Collected data:
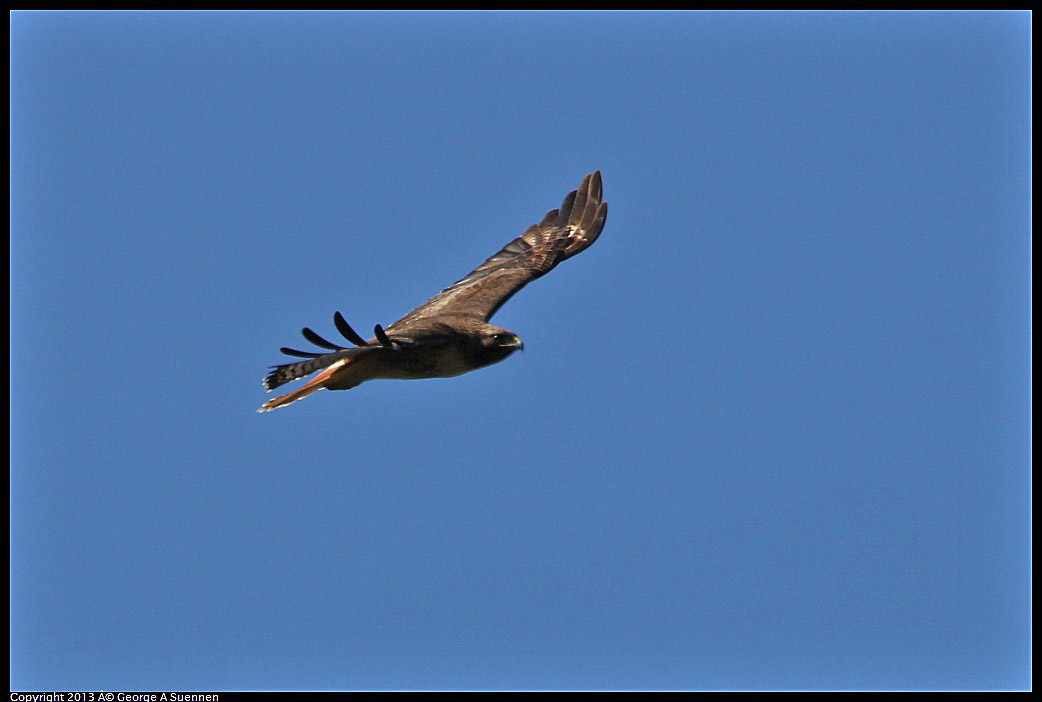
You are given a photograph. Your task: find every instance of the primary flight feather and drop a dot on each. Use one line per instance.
(449, 334)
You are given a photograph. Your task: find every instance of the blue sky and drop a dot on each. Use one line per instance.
(771, 431)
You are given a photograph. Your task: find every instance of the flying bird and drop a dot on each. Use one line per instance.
(449, 334)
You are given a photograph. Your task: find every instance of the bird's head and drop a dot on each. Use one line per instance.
(493, 344)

* [To be done]: Recast the material above as a JSON list of strings, one string per line, without any blank lines. Leave the picture out of the answer.

* [The response]:
[
  "You are given a photograph. Your task: find every instance of the primary flight feather and drop a dot on each. Use one line per instance.",
  "(449, 334)",
  "You are given a photograph. Your task: find every instance of the blue sky and drop a dot on each. Use one line per instance.",
  "(771, 431)",
  "You are given a photograph. Your task: find every instance of the flying bird and drop a dot on each. Use one line per instance.",
  "(449, 334)",
  "You are given a photograph. Your task: find every instance of the bird's head and drop a dot on each. Use one line per instance.",
  "(493, 344)"
]